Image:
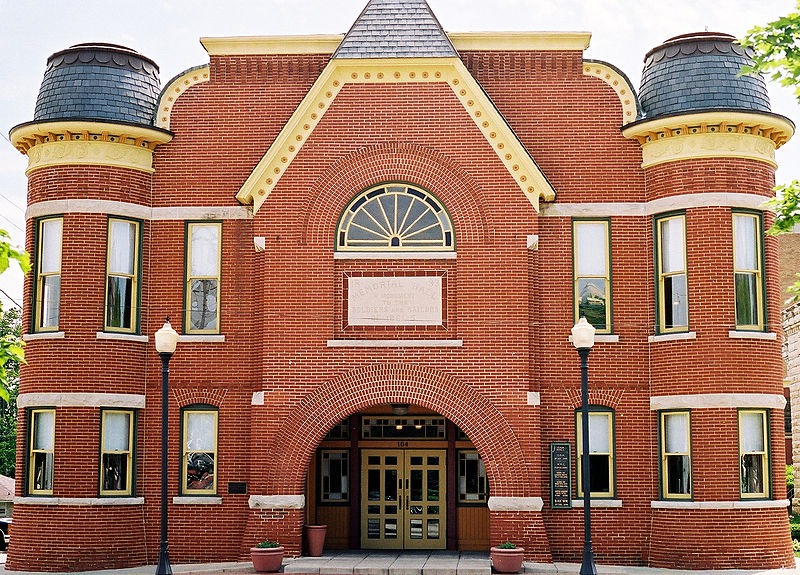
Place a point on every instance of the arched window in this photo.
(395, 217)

——

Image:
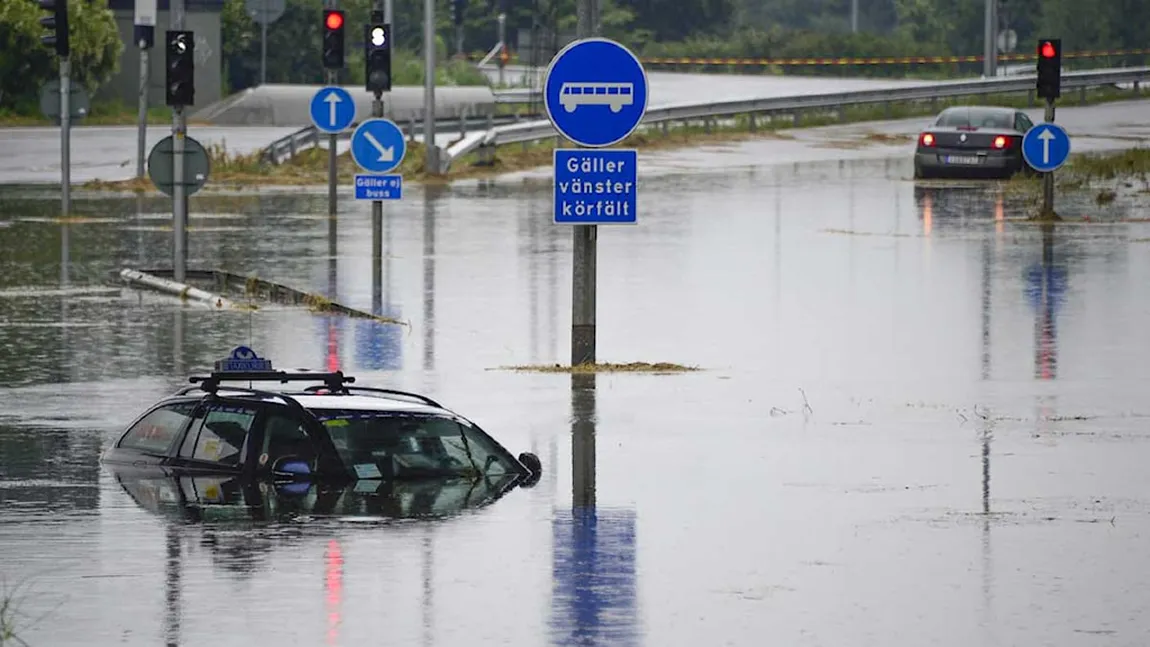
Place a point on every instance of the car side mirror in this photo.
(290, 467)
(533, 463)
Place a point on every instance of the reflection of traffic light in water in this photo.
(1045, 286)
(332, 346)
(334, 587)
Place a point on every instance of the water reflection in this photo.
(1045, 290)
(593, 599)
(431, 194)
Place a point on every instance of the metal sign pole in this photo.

——

*Written request*.
Rewrite the items from the line containing "Place a point on every instance of the reflection" through the line containing "Place a point on every instance of the metal", putting "Mark" wherever "Place a point on" appears and leaving everything else the same. Give only those lines.

*Output for this exercise*.
Mark every instance of the reflection of traffic light in water in this photo.
(1045, 286)
(332, 346)
(334, 587)
Mark every instance of the water reflection in this photo.
(1045, 290)
(593, 599)
(431, 194)
Mark every instance of the metal sign pole in this photo.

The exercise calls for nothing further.